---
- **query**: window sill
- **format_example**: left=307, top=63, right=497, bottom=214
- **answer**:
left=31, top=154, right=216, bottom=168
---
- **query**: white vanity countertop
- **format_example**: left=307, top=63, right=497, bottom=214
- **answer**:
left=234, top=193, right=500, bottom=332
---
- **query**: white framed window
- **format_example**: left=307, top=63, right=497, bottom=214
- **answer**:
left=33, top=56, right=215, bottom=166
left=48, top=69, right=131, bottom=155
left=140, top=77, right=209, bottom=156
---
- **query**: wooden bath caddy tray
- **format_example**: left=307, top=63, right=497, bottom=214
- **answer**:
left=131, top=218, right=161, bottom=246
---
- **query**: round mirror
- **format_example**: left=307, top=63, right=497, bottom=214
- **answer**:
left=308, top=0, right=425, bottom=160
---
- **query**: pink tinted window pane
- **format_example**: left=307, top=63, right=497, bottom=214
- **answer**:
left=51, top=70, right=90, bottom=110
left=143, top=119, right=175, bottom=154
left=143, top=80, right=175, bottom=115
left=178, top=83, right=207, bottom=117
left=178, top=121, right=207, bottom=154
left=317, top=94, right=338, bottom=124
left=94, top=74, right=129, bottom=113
◆ ◆ ◆ ◆ ◆ ◆ ◆
## WHAT TO PRODUCE:
Go through the material above, find each line with the string "window", and copy it.

## RESPONSE TO THIS TASK:
- **query**: window sill
- **query**: white framed window
- **query**: pink tinted window pane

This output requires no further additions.